Extracted records
BEGIN

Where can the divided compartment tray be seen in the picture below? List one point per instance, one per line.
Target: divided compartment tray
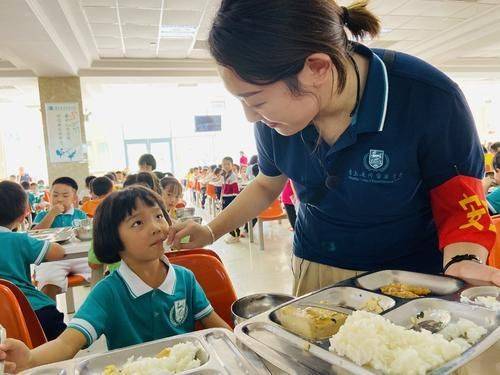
(219, 355)
(439, 285)
(59, 235)
(264, 334)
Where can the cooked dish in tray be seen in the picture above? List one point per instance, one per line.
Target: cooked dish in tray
(373, 341)
(312, 323)
(404, 290)
(178, 358)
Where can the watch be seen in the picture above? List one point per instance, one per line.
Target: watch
(459, 258)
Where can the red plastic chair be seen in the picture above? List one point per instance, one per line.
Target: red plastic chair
(174, 254)
(213, 278)
(494, 257)
(212, 199)
(273, 212)
(28, 316)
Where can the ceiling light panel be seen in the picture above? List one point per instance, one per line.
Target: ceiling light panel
(144, 4)
(140, 16)
(131, 30)
(196, 5)
(182, 18)
(101, 14)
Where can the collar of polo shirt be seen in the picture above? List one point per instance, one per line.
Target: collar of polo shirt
(370, 115)
(71, 211)
(137, 287)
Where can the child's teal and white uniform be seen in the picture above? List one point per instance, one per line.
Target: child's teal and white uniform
(128, 311)
(56, 273)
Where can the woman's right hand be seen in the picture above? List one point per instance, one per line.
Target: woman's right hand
(16, 356)
(199, 235)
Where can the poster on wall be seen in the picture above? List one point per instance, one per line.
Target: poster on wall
(63, 128)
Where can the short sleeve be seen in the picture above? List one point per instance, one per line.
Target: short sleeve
(451, 147)
(39, 217)
(263, 138)
(452, 166)
(35, 249)
(201, 305)
(91, 257)
(91, 317)
(494, 201)
(80, 215)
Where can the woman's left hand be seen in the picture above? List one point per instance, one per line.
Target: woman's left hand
(467, 269)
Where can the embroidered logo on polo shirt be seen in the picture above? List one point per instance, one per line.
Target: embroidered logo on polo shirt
(376, 160)
(375, 169)
(178, 312)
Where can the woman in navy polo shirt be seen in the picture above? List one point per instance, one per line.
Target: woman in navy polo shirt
(381, 146)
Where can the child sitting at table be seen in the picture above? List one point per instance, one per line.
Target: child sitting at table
(19, 251)
(171, 194)
(146, 299)
(100, 188)
(52, 278)
(230, 189)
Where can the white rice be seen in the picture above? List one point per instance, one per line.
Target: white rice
(488, 301)
(181, 358)
(371, 340)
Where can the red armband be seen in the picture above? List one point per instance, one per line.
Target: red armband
(461, 213)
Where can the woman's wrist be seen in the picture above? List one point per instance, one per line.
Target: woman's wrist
(212, 234)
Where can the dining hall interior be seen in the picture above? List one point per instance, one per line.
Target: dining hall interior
(250, 187)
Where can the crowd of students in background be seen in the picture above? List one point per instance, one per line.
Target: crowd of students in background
(229, 179)
(491, 181)
(62, 205)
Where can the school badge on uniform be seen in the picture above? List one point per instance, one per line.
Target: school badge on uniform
(376, 160)
(178, 312)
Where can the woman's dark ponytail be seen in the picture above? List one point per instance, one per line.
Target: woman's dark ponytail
(360, 21)
(266, 41)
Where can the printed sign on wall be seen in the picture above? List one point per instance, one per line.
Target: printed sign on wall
(65, 137)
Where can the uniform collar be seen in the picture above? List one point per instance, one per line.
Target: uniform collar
(137, 287)
(370, 116)
(70, 212)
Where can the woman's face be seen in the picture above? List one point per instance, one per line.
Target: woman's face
(274, 104)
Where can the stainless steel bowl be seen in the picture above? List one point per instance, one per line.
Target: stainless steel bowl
(83, 233)
(184, 212)
(196, 219)
(255, 304)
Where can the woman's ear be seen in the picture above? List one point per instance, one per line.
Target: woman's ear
(316, 71)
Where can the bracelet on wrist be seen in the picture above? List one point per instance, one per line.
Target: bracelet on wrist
(460, 258)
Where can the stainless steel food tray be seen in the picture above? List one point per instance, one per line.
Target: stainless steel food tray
(59, 235)
(218, 355)
(295, 355)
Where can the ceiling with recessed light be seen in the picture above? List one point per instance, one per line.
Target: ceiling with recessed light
(123, 38)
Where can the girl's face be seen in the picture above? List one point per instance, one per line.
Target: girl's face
(496, 176)
(273, 104)
(143, 233)
(227, 165)
(171, 199)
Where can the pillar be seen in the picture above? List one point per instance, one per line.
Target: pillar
(64, 128)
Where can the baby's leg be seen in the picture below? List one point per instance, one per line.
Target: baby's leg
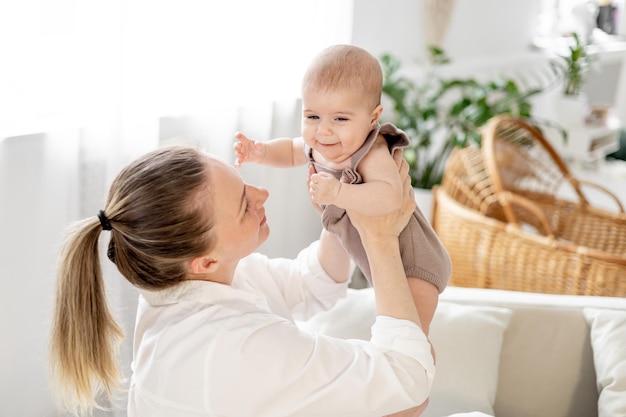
(426, 297)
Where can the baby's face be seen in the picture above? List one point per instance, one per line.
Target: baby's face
(336, 123)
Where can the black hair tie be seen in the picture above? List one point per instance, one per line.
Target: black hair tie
(104, 221)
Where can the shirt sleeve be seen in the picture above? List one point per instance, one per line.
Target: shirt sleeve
(299, 285)
(317, 375)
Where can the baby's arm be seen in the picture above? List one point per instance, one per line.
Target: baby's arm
(381, 190)
(279, 152)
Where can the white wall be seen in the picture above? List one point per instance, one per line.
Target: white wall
(37, 180)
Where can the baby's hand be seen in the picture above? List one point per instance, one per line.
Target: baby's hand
(324, 188)
(247, 150)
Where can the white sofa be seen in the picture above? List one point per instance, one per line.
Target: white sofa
(513, 354)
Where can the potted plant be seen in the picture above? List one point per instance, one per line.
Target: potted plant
(573, 67)
(440, 113)
(571, 106)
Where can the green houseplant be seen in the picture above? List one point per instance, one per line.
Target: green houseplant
(439, 114)
(573, 67)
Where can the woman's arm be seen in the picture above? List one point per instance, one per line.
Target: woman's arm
(379, 236)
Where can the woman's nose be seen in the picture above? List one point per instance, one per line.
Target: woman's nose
(261, 196)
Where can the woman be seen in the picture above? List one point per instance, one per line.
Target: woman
(215, 332)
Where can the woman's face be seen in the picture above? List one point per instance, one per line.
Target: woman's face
(238, 212)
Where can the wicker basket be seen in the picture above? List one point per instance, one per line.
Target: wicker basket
(512, 217)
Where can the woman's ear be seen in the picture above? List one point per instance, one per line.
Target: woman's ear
(203, 265)
(376, 114)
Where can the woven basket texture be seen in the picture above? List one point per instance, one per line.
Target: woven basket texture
(513, 217)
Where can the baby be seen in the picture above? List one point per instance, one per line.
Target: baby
(352, 156)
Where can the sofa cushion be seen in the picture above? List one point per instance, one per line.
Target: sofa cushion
(546, 364)
(608, 340)
(467, 341)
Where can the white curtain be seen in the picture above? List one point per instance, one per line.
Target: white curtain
(87, 85)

END

• _Task to complete_: All pictures are to be skipped; the lines from the first line of the records through the line containing "Where can the cooked" are to be repeated exactly, both ends included.

• _Your response_:
Where can the divided compartment tray be seen in the picture below? List one point per instance, one per line.
Target: divided compartment tray
(219, 355)
(439, 285)
(59, 235)
(264, 334)
Where can the cooked dish in tray be seen in the picture above? List one point per instance, one per line.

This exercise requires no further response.